*** Opening of Records shown ***
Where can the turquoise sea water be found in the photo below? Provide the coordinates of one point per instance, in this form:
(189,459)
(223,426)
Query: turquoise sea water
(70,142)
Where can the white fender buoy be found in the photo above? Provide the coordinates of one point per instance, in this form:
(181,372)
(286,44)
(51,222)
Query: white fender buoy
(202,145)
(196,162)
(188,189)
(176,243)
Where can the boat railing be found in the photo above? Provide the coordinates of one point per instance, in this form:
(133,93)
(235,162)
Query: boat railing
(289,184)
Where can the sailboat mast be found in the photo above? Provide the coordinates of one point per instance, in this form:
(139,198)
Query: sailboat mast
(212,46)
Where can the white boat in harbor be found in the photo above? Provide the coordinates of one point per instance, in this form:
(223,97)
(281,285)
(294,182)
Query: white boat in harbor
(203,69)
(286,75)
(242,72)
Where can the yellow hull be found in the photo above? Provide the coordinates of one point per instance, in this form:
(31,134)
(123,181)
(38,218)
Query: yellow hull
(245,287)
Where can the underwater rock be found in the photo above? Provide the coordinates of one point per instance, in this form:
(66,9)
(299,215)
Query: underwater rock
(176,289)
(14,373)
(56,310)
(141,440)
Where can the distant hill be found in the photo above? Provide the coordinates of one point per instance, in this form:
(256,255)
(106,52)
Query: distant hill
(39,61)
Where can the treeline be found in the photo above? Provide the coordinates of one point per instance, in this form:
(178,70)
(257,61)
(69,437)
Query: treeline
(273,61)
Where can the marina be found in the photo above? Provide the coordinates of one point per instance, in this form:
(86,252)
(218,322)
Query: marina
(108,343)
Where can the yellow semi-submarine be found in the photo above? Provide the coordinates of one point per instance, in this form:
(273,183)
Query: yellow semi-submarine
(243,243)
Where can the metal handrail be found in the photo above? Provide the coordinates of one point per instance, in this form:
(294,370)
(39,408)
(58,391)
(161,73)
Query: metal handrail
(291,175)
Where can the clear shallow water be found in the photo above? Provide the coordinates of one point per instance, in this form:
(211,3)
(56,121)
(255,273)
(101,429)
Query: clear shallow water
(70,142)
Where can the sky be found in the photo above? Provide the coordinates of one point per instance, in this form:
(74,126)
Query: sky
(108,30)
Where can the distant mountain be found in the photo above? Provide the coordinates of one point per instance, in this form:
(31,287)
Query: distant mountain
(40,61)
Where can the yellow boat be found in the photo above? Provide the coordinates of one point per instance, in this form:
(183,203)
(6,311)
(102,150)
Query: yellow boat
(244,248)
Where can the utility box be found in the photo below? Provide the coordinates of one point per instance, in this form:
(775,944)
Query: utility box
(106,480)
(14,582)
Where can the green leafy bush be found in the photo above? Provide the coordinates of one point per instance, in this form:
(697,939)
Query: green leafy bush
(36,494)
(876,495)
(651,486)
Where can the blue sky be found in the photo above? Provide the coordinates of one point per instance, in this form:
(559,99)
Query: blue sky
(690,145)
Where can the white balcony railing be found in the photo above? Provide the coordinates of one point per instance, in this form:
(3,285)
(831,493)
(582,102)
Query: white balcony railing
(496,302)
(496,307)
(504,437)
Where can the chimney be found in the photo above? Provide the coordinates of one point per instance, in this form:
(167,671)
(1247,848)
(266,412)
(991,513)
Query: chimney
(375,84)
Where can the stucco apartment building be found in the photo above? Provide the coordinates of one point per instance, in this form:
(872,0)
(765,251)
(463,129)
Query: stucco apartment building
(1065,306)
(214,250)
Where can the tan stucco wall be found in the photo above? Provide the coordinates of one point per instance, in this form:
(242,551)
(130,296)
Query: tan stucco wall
*** Close of Records shown ***
Directions: Copy every entry exactly, leaving nothing out.

Task solution:
Where can the turquoise sea water be found in the photo below? Provide the coordinates of one point per instance, in this form:
(189,459)
(223,426)
Query: turquoise sea water
(70,142)
Where can the white fender buoy be found in the photo above? Provide the coordinates of one point per instance, in this form:
(181,372)
(286,44)
(51,222)
Query: white fender buoy
(202,145)
(196,162)
(188,189)
(176,243)
Where can the boat railing be found in the photo above? Provide the coordinates of one point per instance, in this form:
(133,93)
(235,162)
Query: boat railing
(289,184)
Where can the sailboat mast be found in the photo above? Provide the coordinates of one point per instance, in this form:
(139,198)
Query: sailboat mast
(212,46)
Where can the white boat in harbor be found in the photo above? Provide the coordinates of one point per instance, in this form:
(223,97)
(281,285)
(294,182)
Query: white boat in harbor
(203,69)
(286,75)
(242,72)
Where can the yellow hull be found in the photo above? Provide the coordinates of one point per instance, in this form:
(31,134)
(123,181)
(38,218)
Query: yellow hull
(245,287)
Where can the underwater rock be found in the photo above? Provide the coordinates of one point per instance, in this form:
(66,9)
(299,215)
Query: underwater rock
(176,289)
(14,373)
(56,310)
(141,440)
Where can the distant hill be found in the photo above? Provide the coordinates of one point per instance, in this form:
(256,255)
(106,52)
Query: distant hill
(39,61)
Where can the treeline be found in the photo above? Provide the coordinates of one point per instance, in this form:
(178,70)
(257,61)
(69,437)
Query: treeline
(273,61)
Where can the marina be found in the photo above? Provide the coordinates of one point per instance, in this form:
(86,252)
(218,322)
Query: marina
(108,343)
Where can the yellow semi-submarine be found in the photo above? Provide the coordinates of one point per instance, in this form:
(273,183)
Query: yellow semi-submarine
(243,243)
Where can the metal handrail be found in the photo above? Provide the coordinates of one point per instance, in this form:
(294,370)
(39,408)
(58,391)
(161,73)
Query: metal handrail
(291,175)
Where can the clear shallow water be found in the photo above? Provide the coordinates of one point per instance, in this form:
(211,3)
(56,121)
(255,273)
(101,429)
Query: clear shallow water
(70,142)
Where can the sky be found in the photo above? Provide the coordinates of one point per instance, in this form:
(74,126)
Query: sky
(108,30)
Where can the distant mountain be found in the photo above? Provide the coordinates of one point per instance, in this form:
(31,287)
Query: distant mountain
(40,61)
Where can the yellow boat be found in the photo above? Provide the coordinates of one point per instance, in this form:
(183,203)
(6,311)
(102,150)
Query: yellow boat
(244,248)
Where can the utility box be found in the photo below? Provide the coordinates of one point per instance, in this form:
(775,944)
Query: utility box
(106,480)
(14,582)
Where can the green leafy bush be found in the photo above? Provide the coordinates of one point per instance, in this form:
(697,939)
Query: green leafy bush
(36,494)
(876,495)
(651,486)
Where can the blue sky be found in the photo above? Provide the coordinates of one point per instance, in this form:
(559,99)
Query: blue sky
(690,145)
Where can the white balcony railing be found in the photo above? Provide the coordinates of one point per instance, in this form:
(3,285)
(831,493)
(582,102)
Query: white balcony railing
(496,302)
(496,307)
(504,437)
Where can the chimney be found in the photo above? Provide the coordinates of one point per instance, in this form:
(167,671)
(1247,848)
(266,412)
(991,513)
Query: chimney
(375,84)
Where can the stucco apartment building be found in the photo above? Provide the coordinates of one point per instance, in this form:
(872,0)
(765,251)
(463,129)
Query: stucco apartment building
(1065,306)
(214,250)
Where can the tan stucco wall be found in the photo above? Provide the coordinates of one point per instance, in this form:
(242,551)
(130,296)
Query: tan stucco wall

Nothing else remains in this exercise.